- Task requirements
Only the lines from the one containing "Annotate each instance of the treeline" through the end of the material are to be echoed, each exactly as it appears.

- Data
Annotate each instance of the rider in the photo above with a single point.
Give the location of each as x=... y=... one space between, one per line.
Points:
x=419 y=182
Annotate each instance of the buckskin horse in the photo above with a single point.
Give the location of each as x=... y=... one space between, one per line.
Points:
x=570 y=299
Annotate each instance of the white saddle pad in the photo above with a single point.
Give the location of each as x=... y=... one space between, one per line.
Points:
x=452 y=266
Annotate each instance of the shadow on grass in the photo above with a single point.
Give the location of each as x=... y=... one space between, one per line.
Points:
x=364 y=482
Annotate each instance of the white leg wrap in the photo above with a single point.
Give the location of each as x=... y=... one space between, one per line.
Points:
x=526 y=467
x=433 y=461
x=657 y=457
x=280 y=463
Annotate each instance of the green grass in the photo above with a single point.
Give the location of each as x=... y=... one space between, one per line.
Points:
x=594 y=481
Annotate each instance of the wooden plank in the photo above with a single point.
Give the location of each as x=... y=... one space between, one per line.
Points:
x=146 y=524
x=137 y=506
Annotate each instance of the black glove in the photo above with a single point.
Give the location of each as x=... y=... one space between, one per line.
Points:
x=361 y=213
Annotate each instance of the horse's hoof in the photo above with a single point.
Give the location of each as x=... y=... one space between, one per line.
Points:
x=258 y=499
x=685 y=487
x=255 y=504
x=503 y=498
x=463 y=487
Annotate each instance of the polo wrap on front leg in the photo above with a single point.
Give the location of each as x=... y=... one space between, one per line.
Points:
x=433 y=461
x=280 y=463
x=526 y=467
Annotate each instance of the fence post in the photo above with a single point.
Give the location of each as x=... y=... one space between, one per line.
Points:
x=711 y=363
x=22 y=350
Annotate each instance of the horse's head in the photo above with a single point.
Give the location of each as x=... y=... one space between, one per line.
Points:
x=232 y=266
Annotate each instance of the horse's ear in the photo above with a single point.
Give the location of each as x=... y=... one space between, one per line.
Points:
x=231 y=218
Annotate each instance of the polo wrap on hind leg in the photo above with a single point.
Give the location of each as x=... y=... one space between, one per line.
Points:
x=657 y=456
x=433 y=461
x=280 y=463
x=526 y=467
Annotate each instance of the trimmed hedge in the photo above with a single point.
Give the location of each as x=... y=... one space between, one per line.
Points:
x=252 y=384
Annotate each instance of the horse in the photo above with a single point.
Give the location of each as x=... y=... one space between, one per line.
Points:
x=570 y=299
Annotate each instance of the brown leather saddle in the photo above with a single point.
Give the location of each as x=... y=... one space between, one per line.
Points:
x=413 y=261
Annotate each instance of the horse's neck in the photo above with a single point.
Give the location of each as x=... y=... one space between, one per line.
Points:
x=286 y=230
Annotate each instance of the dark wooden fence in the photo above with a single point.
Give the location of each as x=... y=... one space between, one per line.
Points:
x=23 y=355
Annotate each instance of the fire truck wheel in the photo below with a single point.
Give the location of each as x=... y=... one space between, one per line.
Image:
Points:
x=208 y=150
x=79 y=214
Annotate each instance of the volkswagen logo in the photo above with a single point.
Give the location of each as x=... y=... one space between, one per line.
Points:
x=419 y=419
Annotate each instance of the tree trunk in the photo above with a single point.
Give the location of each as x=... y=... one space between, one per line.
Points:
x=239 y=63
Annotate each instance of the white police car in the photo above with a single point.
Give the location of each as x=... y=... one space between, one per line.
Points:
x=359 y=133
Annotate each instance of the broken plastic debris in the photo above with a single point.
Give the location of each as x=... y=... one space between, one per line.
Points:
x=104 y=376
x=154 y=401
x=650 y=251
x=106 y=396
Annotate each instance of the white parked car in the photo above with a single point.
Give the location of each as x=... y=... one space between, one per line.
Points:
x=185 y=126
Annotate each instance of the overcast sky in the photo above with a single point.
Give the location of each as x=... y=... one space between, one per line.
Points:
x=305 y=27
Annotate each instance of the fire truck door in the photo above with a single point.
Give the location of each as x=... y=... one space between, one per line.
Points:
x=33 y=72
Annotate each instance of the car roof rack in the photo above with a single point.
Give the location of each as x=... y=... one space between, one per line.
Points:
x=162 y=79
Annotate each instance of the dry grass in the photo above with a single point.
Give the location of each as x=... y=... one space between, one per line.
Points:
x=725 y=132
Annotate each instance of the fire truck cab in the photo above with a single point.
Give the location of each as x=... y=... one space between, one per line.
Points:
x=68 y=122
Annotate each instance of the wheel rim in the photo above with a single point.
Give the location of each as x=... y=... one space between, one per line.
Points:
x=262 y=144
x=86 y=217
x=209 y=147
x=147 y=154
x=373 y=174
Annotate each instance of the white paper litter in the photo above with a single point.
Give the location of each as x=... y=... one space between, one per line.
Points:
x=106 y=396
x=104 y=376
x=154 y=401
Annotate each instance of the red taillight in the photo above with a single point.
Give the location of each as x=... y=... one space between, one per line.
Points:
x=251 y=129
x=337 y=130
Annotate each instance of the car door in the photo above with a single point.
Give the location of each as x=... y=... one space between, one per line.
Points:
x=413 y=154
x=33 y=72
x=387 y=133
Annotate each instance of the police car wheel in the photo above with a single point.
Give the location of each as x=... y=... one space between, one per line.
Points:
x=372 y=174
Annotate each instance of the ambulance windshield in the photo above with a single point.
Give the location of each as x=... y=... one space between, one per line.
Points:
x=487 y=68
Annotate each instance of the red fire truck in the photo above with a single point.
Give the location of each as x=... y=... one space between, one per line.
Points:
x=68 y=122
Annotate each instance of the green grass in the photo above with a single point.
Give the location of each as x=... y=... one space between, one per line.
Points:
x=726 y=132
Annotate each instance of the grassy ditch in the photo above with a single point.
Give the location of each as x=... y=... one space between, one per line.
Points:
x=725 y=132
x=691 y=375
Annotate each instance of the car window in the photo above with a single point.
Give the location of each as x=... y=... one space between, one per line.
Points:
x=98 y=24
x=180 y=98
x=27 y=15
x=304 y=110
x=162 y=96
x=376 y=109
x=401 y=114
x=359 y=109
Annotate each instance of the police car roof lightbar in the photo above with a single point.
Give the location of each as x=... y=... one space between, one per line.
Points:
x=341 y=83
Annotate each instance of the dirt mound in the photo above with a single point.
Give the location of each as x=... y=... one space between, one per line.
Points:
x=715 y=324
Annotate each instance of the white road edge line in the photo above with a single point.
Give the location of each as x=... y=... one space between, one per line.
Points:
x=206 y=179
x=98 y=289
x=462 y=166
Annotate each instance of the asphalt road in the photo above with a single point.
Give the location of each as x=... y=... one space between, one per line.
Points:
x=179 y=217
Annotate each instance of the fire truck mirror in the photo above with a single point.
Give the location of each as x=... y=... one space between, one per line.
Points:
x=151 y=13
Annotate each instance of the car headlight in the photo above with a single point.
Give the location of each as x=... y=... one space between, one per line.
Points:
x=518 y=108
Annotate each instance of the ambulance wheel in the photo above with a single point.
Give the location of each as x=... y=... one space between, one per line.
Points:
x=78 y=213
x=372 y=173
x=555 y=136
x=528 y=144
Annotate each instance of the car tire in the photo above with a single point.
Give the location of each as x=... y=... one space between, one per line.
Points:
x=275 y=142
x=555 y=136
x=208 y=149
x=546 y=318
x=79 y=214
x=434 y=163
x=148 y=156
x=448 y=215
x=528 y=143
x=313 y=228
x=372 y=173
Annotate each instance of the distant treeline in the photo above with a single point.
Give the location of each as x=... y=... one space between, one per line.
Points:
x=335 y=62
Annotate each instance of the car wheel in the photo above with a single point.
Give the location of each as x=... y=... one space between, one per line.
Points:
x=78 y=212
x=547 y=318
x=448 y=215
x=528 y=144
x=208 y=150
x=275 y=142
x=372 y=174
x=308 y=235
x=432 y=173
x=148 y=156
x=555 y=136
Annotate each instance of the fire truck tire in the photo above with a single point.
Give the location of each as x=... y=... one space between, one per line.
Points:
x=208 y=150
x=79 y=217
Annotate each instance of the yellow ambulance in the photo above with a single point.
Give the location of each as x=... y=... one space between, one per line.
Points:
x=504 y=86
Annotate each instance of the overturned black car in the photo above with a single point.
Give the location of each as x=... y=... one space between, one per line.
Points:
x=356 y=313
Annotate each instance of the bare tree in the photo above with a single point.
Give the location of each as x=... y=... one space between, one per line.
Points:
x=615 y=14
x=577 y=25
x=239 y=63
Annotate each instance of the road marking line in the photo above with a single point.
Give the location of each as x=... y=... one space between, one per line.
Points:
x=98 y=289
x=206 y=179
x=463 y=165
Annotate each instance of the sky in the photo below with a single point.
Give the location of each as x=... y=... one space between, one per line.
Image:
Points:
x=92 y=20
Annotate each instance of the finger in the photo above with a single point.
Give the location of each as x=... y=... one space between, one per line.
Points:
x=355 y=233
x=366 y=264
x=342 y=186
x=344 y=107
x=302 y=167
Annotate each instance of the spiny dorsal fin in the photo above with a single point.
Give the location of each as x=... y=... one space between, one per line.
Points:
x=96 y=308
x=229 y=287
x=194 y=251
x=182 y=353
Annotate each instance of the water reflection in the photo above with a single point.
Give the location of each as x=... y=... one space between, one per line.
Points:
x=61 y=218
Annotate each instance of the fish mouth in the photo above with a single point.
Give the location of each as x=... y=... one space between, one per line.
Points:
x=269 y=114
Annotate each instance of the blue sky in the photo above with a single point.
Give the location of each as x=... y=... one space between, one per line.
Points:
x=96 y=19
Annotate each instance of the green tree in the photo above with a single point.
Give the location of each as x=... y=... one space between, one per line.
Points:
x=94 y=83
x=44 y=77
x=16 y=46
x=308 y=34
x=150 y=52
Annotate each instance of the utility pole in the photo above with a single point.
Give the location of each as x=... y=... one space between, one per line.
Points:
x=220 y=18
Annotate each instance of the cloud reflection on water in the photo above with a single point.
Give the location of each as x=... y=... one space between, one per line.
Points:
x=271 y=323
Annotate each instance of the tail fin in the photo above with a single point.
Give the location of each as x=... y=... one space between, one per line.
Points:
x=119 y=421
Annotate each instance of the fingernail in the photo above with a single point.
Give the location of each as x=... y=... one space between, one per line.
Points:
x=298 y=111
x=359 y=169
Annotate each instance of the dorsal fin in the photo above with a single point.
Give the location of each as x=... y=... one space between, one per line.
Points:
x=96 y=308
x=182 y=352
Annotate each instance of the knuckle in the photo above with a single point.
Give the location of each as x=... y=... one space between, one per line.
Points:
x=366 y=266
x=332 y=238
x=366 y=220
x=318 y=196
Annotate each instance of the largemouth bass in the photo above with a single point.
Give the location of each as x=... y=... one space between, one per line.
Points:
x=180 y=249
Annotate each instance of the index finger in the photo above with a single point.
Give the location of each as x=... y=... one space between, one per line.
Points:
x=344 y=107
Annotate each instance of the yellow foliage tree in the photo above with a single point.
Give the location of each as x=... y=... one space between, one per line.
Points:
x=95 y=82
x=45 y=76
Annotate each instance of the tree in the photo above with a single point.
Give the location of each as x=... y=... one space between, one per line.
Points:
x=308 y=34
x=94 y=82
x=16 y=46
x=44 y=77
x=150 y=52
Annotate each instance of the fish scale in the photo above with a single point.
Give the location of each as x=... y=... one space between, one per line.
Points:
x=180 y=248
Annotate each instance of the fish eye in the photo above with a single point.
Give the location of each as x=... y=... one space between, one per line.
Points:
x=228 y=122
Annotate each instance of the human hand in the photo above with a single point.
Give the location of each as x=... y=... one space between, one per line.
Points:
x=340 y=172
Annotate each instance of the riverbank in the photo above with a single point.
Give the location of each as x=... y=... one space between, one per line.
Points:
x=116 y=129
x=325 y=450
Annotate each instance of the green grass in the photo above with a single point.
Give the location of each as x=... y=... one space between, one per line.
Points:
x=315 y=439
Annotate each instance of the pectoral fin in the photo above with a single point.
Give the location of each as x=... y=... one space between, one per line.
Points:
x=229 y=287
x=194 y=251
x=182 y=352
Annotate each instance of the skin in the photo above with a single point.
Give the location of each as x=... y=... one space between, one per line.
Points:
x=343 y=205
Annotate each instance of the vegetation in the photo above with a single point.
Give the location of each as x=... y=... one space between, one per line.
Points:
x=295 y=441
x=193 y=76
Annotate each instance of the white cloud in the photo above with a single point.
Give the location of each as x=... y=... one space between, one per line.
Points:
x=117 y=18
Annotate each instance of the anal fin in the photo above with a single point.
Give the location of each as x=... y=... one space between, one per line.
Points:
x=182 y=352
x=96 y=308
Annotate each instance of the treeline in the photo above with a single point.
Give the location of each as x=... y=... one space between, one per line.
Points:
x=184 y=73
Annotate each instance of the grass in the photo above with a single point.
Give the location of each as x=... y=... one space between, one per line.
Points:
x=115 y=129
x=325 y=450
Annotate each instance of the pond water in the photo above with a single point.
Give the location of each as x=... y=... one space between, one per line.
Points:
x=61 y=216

- Response to this task
Annotate each instance of the treeline in the photo above with a single point.
Give the location of each as x=... y=... one space between, one per line.
Points:
x=184 y=73
Annotate each instance of the grass in the photo above with a single point.
Give the location of each as x=... y=... one space between, one per line.
Points:
x=115 y=129
x=325 y=450
Annotate each instance of the pond water in the photo above with a single point.
Give the location of each as x=... y=... one space between, one per line.
Points:
x=61 y=216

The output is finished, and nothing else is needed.